### SOURCE EXTRACT:
++++++

Yes, welcome, Chewy! I had trouble figuring out what you meant also! We do not require annual inspections here in Alberta!


----------



## molly (Oct 31, 2014)

quadraria10 said:


> Hi again Molly,
> Sounds like you have finally found a good mechanic that you can rely upon. That is half the battle in owning an older vehicle. I am just curious how you are measuring your oil level and determining you are down half a quart. Usually the amount between the min and max fill lines is a quart, and any measurement in between there is acceptable. Also you should be measuring after the vehicle has sat for a few hours, or first thing in the morning.


Yes, we know to check oil when engine is cool! It was just what hubby ended up putting in so that it read full, and he estimated that he put in half a quart. So we will keep checking on a regular basis, and I will also keep an eye on what X-Trails are going for, in case we want to sell it this spring. There are a lot for sale right now! When I bought this, there were less than half a dozen on the market, including Kijiji and Autotrader.

++++++

### DATASET ENTRIES:
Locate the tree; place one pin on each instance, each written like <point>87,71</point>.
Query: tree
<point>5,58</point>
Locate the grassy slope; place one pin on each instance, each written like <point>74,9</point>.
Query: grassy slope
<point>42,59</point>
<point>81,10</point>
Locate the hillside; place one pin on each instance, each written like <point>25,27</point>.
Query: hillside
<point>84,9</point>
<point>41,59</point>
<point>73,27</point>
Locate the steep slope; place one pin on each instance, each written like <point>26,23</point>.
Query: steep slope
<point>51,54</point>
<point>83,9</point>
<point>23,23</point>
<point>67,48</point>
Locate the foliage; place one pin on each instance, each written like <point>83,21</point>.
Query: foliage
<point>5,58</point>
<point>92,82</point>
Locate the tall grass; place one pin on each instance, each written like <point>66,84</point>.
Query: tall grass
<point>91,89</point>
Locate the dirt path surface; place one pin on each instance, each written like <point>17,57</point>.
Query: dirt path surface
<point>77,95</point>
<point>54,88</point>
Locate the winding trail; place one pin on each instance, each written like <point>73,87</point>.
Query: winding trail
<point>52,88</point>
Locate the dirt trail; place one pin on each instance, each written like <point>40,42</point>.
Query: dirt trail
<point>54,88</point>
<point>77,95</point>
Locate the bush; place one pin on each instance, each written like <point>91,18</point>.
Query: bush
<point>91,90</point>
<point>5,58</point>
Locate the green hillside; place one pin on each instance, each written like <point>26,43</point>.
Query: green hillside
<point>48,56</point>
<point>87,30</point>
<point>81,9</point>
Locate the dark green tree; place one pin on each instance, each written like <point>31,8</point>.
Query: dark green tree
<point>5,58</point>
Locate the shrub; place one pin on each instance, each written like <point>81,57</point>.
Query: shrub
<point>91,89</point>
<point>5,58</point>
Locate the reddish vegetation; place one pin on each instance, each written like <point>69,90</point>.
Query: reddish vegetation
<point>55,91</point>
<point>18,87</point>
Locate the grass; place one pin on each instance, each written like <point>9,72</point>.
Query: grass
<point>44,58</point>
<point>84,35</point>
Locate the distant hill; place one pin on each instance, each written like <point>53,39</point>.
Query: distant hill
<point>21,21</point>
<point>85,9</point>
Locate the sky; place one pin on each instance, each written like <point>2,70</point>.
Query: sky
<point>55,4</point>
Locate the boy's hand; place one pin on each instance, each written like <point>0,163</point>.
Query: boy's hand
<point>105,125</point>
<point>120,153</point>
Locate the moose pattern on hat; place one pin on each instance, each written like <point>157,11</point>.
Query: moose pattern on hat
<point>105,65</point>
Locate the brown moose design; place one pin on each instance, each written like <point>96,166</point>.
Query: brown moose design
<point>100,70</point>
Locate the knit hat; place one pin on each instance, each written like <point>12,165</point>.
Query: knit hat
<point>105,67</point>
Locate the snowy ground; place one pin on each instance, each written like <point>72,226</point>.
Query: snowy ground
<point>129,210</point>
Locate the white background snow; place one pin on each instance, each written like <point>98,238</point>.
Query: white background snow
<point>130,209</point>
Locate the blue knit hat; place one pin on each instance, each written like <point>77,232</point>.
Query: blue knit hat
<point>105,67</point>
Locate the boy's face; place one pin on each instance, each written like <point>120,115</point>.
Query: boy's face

++++++

### DIRECTIONS:
1 - Name every forum member mentioned by name or username in the forum thread excerpt above.
2 - In the forum thread excerpt above, how much oil did the husband estimate he added to bring the level to full?

### RESULTS:
1 - Chewy, molly (Molly), quadraria10

2 - Half a quart.